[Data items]
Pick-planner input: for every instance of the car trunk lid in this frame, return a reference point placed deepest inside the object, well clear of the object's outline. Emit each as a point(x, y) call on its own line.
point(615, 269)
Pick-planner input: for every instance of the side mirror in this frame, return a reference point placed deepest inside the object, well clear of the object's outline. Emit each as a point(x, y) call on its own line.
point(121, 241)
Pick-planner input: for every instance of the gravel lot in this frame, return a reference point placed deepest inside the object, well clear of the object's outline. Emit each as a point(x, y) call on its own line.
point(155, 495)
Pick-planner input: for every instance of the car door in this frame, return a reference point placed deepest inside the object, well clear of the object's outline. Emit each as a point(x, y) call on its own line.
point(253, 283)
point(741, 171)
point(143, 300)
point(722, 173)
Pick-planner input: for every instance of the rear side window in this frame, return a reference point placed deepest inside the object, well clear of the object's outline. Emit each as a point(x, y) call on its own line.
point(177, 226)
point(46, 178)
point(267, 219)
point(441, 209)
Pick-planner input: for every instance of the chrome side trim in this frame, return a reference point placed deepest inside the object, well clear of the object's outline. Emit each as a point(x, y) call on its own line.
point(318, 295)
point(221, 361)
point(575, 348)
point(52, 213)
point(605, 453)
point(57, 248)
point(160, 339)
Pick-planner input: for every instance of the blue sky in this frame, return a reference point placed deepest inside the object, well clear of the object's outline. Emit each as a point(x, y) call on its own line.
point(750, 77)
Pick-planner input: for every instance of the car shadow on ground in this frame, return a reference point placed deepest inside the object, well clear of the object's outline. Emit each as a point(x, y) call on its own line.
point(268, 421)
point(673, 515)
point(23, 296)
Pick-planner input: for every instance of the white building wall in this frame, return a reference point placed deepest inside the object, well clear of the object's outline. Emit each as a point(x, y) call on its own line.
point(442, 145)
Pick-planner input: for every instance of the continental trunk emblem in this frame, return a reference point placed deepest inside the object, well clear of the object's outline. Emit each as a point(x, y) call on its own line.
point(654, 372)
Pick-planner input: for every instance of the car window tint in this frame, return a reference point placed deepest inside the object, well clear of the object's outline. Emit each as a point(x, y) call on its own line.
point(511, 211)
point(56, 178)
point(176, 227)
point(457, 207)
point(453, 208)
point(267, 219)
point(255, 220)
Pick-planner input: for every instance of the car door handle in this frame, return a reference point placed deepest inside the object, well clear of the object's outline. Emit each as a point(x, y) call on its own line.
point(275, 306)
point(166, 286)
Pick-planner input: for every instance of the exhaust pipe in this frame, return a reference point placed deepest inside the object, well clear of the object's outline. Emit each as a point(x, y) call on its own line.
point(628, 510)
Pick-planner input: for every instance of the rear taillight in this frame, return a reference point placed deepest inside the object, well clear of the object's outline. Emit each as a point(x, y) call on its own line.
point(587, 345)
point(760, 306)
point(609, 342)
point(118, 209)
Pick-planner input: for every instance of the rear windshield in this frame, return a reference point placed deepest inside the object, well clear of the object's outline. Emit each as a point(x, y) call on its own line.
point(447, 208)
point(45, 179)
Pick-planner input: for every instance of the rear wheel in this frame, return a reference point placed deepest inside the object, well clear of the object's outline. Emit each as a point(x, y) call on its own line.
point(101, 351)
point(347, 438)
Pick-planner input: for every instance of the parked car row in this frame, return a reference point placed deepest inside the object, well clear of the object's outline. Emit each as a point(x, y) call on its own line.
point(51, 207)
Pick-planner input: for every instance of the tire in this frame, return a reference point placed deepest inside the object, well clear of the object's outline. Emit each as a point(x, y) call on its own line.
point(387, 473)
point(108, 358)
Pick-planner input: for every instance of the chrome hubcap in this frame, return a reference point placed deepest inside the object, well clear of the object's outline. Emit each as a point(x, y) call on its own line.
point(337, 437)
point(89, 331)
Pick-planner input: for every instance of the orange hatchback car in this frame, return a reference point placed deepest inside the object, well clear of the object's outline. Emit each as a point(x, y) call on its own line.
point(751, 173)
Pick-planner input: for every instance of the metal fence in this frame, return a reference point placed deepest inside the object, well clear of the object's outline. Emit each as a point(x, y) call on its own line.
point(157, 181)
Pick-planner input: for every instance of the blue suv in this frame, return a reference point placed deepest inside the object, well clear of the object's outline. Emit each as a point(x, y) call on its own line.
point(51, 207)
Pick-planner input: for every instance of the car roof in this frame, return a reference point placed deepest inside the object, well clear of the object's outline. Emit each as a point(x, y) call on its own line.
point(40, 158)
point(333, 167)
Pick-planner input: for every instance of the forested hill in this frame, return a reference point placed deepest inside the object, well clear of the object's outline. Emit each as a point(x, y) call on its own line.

- _EXERCISE_:
Retype every line of the data above, keeping each one identical to the original.

- _SOLUTION_:
Pick-planner input: for every instance of the car trunk lid in this frame, return a reference point placed deepest inside the object, well clear of the object's outline. Emit each as a point(x, y) call on its own line.
point(615, 269)
Pick-planner input: for every instance of the side mirror in this frame, return a reference point placed deepest inside the object, well clear of the object's outline. Emit each as a point(x, y) call on its own line.
point(121, 241)
Pick-planner input: for every instance of the gravel lot in this frame, return a reference point placed deepest inside the object, well clear of the object's outline. Emit each as a point(x, y) call on its own line.
point(155, 495)
Pick-planner input: for every instance of the car door in this frame, return a reference point placed deepest inside the object, well clear of the object's outline. Emit each as a point(x, y) call on its own line.
point(253, 283)
point(741, 171)
point(143, 300)
point(722, 173)
Pick-planner input: for every instance of the rear side window in this frame, return a reference point placed deepest inside the object, well clear of the object's outline. Emit each as a point(x, y) call on its own line.
point(177, 226)
point(46, 178)
point(267, 219)
point(441, 209)
Pick-planner input: for every instance of the chrome side trim in this frame, return a reference point placed deepest inside the object, well clear of the object's outline. Emit each as a point(x, y) call on its own line.
point(318, 295)
point(221, 361)
point(575, 348)
point(52, 213)
point(605, 453)
point(57, 248)
point(160, 339)
Pick-planner input: for every instance of the blue sky in this frame, return a reference point placed deepest inside the object, well clear of the object's outline. Emit each as a point(x, y) call on its own line.
point(750, 77)
Pick-planner input: for every instance of the car shadow on ground in this frame, return a reference point placed deepest inside the object, well clear of the object's outline. Emit each as a point(x, y) call on its own line.
point(268, 421)
point(673, 515)
point(23, 296)
Pick-planner input: for every instance of the white building wall in this frame, return a reference point placed deepest inside the object, well clear of the object's outline. Emit each as a point(x, y) call on its own line.
point(442, 145)
Pick-planner input: for every instance of the continental trunk emblem in this frame, return a reference point placed deepest inside the object, well clear of the object's outline. Emit each as a point(x, y) call on its own line.
point(654, 372)
Pick-planner input: for every instance of the car window tint in this frame, return a reference point placed deepest inside the object, well clear of the object's outline. Emit each as a point(x, y) call on its own line.
point(511, 211)
point(56, 178)
point(176, 227)
point(457, 207)
point(453, 208)
point(267, 219)
point(255, 220)
Pick-planner input: for every instance of the car door handle in this frame, return a reference point placed deepest inside the object, well clear of the object's outline. Emit each as a point(x, y) call on its own line.
point(275, 306)
point(166, 286)
Pick-planner input: for every instance of the exhaust pipe in this frame, return a reference point placed deepest inside the object, well clear of the object's outline. Emit each as a point(x, y) call on its own line.
point(628, 510)
Pick-planner input: for every instance of the rear taillight in this frame, return a reference point placed deepest inside the object, well clear of the object's outline. Emit each as a point(x, y) call on its own line.
point(587, 345)
point(760, 306)
point(609, 342)
point(118, 209)
Pick-planner input: for every instance of the rear windshield in this frame, return a reference point placed deepest inside the object, well clear of the object's outline. Emit each as a point(x, y) call on its own line.
point(447, 208)
point(45, 179)
Pick-planner input: for every instance of the rear wheel in this frame, return a reference point placed deepest inside the object, well clear of the object's outline. Emit each as a point(x, y) call on its own line.
point(101, 351)
point(347, 438)
Pick-planner input: for every instance of the parked car row in this frame, return a reference point placed deepest inside the object, well clear of the object's outline. Emit each as a point(x, y) call on its own line.
point(51, 207)
Pick-planner input: for every instance of the tire in this frame, return a reference point placed deepest inside the object, well clear of the object's outline. Emit each as a point(x, y) call on its own line.
point(387, 473)
point(108, 358)
Pick-planner input: for every instance of the chrome hubcap in this frame, return a reference point placed deepest inside the object, well clear of the object's outline. Emit each as a point(x, y) call on its own line.
point(337, 437)
point(89, 331)
Pick-planner input: for every instance of the orange hatchback car in this frame, return a reference point placed deepest inside the object, well clear of the object's outline. Emit each as a point(x, y) call on its own line.
point(751, 173)
Pick-planner input: for every instance of the metal fence in this frame, return a reference point placed deepest inside the object, well clear of the object's outline. Emit each as a point(x, y) call on its own line.
point(157, 181)
Pick-planner input: for every instance of the blue suv in this frame, return a reference point placed deepest inside the object, well clear of the object's outline. Emit each as a point(x, y) call on its own line.
point(51, 207)
Pick-planner input: for every instance of the car roof in this frame, return a reference point placed deepest inside the object, well clear of the object's outline. Emit each as a point(x, y) call on its own line.
point(40, 158)
point(333, 167)
Pick-planner input: for every instance of the forested hill in this frame, return a reference point placed deepest inside the object, well clear of the object's outline. Emit each as a point(x, y) call on its own line.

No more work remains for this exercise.